──────── Document section ────────
The evaluation will be done in 3 calls. In each of them an exam with theoretical questions and exercises will be held. In the first two, in addition, a homework assignment to be solved individually or in groups will be also given. A bad grade in these assignments can be improved in the corresponding exam. The first call will include Newtonian mechanics and the second special relativity and fluids. Each part will have the same weight in the final grade. The module is passed if the geometric mean of each part is higher than 5.0. These grades include the corresponding assignment.

The third and last call (make-up exams) consists of two written exams, one for each section of the module. Only students who have failed one or the two sections, and those who want to improve their grade must take these exams. They can only increase their grades (they have no effect if their grades are lower than those obtained in the previous exams). Students that take the two exams will have to answer only a selection of questions, as the time allowed is the same for all students. The final grade will be the geometric mean of the grades of each exam. Only students that have taken the partial exams in the first two calls are allowed to take the make-up exams. There is no minimum grade required to take the make-up exams.
────────
Exercise details: Reproduce, word for word, the passage of the grading rules above starting at "The evaluation will" and ending at "the corresponding assignment.".
──────── Listed entries ────────
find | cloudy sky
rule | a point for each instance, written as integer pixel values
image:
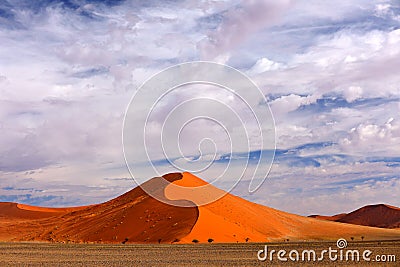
(328, 69)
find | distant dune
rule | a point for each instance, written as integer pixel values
(135, 217)
(380, 215)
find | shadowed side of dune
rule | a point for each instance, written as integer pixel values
(379, 215)
(132, 217)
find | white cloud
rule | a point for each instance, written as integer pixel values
(353, 93)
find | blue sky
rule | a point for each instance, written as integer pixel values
(328, 69)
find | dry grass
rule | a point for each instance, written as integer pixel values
(52, 254)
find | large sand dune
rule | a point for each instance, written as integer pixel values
(137, 217)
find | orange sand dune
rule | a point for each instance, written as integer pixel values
(380, 215)
(131, 217)
(233, 219)
(137, 217)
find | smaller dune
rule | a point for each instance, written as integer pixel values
(379, 215)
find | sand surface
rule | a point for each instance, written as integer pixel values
(135, 217)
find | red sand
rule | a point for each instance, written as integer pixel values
(137, 217)
(380, 215)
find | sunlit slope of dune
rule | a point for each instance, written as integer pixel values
(137, 217)
(233, 219)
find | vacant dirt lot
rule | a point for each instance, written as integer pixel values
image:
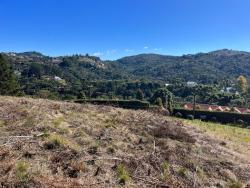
(57, 144)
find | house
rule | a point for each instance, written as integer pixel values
(212, 108)
(191, 84)
(57, 78)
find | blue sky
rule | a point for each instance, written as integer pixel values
(115, 28)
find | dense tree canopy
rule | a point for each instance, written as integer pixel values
(8, 82)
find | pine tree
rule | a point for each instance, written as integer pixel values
(8, 82)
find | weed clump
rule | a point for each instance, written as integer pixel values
(182, 172)
(22, 171)
(55, 141)
(165, 170)
(123, 174)
(235, 184)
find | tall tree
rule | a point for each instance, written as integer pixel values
(242, 86)
(8, 82)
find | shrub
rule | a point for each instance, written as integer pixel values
(130, 104)
(158, 102)
(214, 119)
(165, 169)
(123, 175)
(182, 171)
(189, 116)
(110, 150)
(54, 141)
(240, 121)
(178, 114)
(234, 184)
(203, 117)
(22, 171)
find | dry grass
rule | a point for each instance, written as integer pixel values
(235, 137)
(99, 146)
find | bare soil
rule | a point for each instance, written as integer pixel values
(80, 145)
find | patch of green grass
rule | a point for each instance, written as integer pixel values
(123, 174)
(22, 171)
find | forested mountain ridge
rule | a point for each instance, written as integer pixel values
(202, 67)
(67, 77)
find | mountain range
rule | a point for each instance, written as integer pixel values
(201, 67)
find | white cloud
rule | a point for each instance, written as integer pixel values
(98, 54)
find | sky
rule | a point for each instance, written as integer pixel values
(112, 29)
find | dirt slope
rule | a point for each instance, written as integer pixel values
(57, 144)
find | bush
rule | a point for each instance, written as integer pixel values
(203, 117)
(240, 121)
(214, 119)
(123, 175)
(178, 114)
(54, 141)
(22, 171)
(189, 116)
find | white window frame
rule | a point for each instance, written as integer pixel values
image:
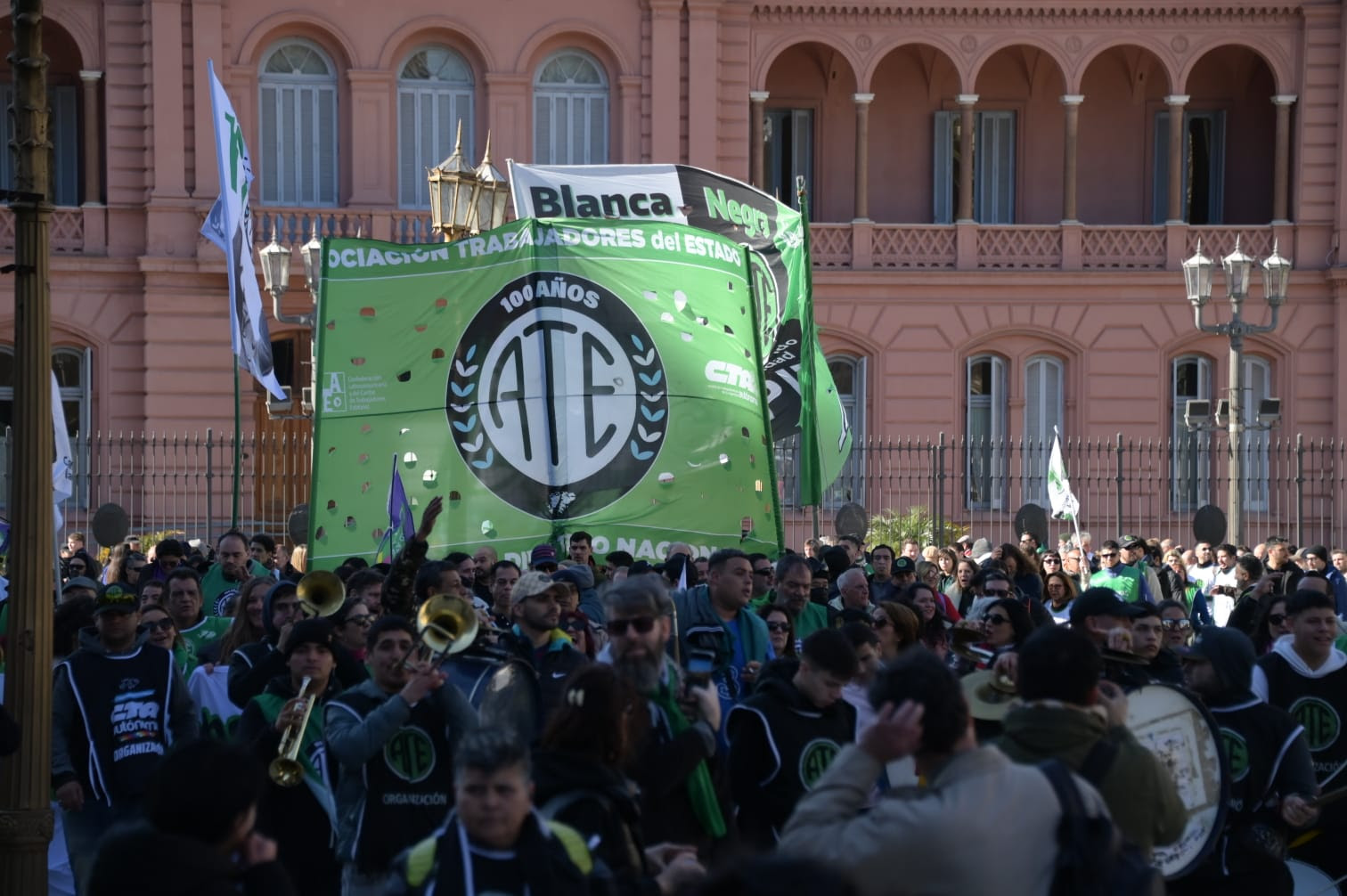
────────
Output below:
The evaluation will be done in 3 calls. In each of them an exam with theoretical questions and exercises will be held. In the first two, in addition, a homework assignment to be solved individually or in groups will be also given. A bad grade in these assignments can be improved in the corresponding exam. The first call will include Newtonian mechanics and the second special relativity and fluids. Each part will have the same weight in the final grade. The module is passed if the geometric mean of each part is higher than 5.0. These grades include the corresponding assignment.